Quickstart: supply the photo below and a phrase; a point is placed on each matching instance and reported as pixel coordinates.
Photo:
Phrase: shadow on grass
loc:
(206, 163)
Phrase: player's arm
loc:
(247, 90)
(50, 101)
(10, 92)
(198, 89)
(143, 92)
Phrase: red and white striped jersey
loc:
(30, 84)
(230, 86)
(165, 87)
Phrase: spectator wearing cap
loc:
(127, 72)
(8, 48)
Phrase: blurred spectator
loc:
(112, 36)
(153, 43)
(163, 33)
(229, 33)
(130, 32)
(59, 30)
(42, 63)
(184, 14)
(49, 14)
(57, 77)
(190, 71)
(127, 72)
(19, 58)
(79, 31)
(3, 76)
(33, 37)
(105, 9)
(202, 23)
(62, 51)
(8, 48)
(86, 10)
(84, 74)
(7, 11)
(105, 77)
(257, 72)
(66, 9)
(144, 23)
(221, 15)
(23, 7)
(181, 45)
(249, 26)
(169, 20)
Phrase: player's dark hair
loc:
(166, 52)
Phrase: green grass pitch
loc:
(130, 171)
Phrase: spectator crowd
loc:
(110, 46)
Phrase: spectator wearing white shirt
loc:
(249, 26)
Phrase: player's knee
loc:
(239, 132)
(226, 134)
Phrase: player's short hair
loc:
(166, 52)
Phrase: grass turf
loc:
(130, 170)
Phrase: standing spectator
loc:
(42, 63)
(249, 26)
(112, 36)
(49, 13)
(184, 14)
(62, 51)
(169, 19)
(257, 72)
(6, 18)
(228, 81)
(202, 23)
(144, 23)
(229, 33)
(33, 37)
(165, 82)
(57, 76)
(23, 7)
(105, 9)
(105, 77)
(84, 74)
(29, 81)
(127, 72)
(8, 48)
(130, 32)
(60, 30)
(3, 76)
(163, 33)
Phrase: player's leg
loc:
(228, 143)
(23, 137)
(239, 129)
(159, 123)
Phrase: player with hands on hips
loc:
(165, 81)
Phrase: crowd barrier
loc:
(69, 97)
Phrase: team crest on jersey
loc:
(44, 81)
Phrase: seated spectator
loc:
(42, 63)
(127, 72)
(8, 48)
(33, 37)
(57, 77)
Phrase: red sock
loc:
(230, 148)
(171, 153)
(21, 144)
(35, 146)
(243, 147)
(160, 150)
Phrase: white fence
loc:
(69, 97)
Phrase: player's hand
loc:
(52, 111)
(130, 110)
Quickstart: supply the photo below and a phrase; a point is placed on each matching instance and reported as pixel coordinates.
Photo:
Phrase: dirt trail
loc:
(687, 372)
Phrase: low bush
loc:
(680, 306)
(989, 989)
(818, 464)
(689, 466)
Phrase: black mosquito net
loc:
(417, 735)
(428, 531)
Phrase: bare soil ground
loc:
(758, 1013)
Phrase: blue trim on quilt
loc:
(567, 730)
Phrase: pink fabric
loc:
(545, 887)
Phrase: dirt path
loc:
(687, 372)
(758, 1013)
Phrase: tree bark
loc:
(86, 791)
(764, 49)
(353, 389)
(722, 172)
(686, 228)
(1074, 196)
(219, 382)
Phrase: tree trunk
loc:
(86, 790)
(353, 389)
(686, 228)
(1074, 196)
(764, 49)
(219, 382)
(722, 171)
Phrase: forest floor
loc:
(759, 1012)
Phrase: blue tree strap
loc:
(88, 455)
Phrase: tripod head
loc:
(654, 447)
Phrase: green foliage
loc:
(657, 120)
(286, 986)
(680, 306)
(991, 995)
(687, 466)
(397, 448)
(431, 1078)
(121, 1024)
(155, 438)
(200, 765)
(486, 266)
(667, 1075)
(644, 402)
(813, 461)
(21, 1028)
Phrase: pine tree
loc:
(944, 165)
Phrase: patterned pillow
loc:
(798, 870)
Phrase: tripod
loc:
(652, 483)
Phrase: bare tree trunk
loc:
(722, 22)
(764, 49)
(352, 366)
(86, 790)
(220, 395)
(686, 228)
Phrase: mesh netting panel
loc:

_____

### EXERCISE PROMPT
The listing above should be repeated in its entirety, unchanged.

### EXERCISE SOLUTION
Quickstart: supply the photo below and a phrase; a point is placed on each matching instance and reported as pixel coordinates.
Photo:
Phrase: shadow on grass
loc:
(206, 163)
Phrase: player's arm
loc:
(247, 90)
(50, 101)
(10, 92)
(198, 89)
(143, 92)
Phrase: red and white striped jersey
loc:
(30, 84)
(230, 86)
(165, 87)
Phrase: spectator wearing cap
loc:
(127, 72)
(8, 48)
Phrase: blurred spectator
loc:
(112, 36)
(153, 43)
(163, 33)
(229, 33)
(130, 32)
(59, 30)
(42, 63)
(184, 14)
(49, 14)
(57, 77)
(190, 71)
(127, 72)
(19, 58)
(79, 31)
(3, 76)
(33, 37)
(105, 9)
(202, 23)
(62, 51)
(8, 48)
(86, 10)
(84, 74)
(7, 11)
(105, 77)
(257, 72)
(66, 9)
(144, 23)
(221, 15)
(23, 7)
(181, 45)
(249, 26)
(169, 20)
Phrase: player's dark hair
loc:
(166, 52)
Phrase: green grass pitch
loc:
(130, 171)
Phrase: spectator crowd
loc:
(110, 46)
Phrase: spectator wearing white shirt
loc:
(249, 26)
Phrase: player's knee
loc:
(239, 132)
(226, 134)
Phrase: player's short hair
loc:
(166, 52)
Phrase: grass turf
loc:
(130, 170)
Phrase: standing spectator
loc:
(42, 63)
(249, 26)
(112, 36)
(49, 13)
(184, 14)
(62, 51)
(169, 19)
(257, 72)
(6, 18)
(228, 81)
(202, 23)
(144, 23)
(229, 33)
(33, 37)
(165, 82)
(57, 76)
(23, 7)
(105, 9)
(105, 77)
(84, 74)
(29, 81)
(127, 72)
(8, 48)
(130, 32)
(60, 30)
(3, 76)
(163, 33)
Phrase: player's leg
loc:
(228, 143)
(23, 137)
(239, 129)
(159, 123)
Phrase: player with hands on hips
loc:
(165, 81)
Phrase: crowd barrier
loc:
(69, 97)
Phrase: team crest on jersey
loc:
(44, 81)
Phrase: seated spectator
loc:
(42, 63)
(127, 72)
(8, 48)
(33, 37)
(57, 77)
Phrase: red sock
loc:
(230, 148)
(171, 153)
(21, 144)
(35, 146)
(243, 147)
(160, 150)
Phrase: white fence
loc:
(69, 97)
Phrase: player's hand
loc:
(52, 111)
(130, 110)
Quickstart: supply the photo below and a phrase; a point is placed on each matching instance and reported as pixel coordinates.
Photo:
Phrase: dirt trail
loc:
(687, 372)
Phrase: low bush
loc:
(680, 306)
(989, 989)
(818, 464)
(689, 466)
Phrase: black mosquito net
loc:
(417, 735)
(428, 531)
Phrase: bare soil ground
loc:
(758, 1013)
Phrase: blue trim on quilt
loc:
(567, 730)
Phrase: pink fabric
loc:
(545, 887)
Phrase: dirt path
loc:
(687, 372)
(758, 1013)
Phrase: tree bark
loc:
(86, 791)
(764, 49)
(353, 389)
(722, 172)
(686, 228)
(1074, 196)
(219, 382)
Phrase: tree trunk
loc:
(86, 790)
(353, 389)
(686, 228)
(1074, 196)
(764, 49)
(219, 382)
(722, 171)
Phrase: forest floor
loc:
(759, 1012)
Phrase: blue tree strap
loc:
(88, 455)
Phrase: tripod head
loc:
(654, 447)
Phrase: green foliage
loc:
(657, 120)
(286, 986)
(680, 306)
(991, 995)
(687, 466)
(397, 448)
(431, 1078)
(121, 1024)
(155, 438)
(200, 765)
(486, 266)
(667, 1075)
(644, 402)
(813, 461)
(21, 1028)
Phrase: pine tree
loc:
(944, 165)
Phrase: patterned pillow
loc:
(798, 870)
Phrase: tripod
loc:
(652, 483)
Phrase: bare tree trunk
loc:
(722, 22)
(764, 49)
(352, 366)
(86, 790)
(220, 395)
(686, 228)
Phrase: mesh netting panel
loc:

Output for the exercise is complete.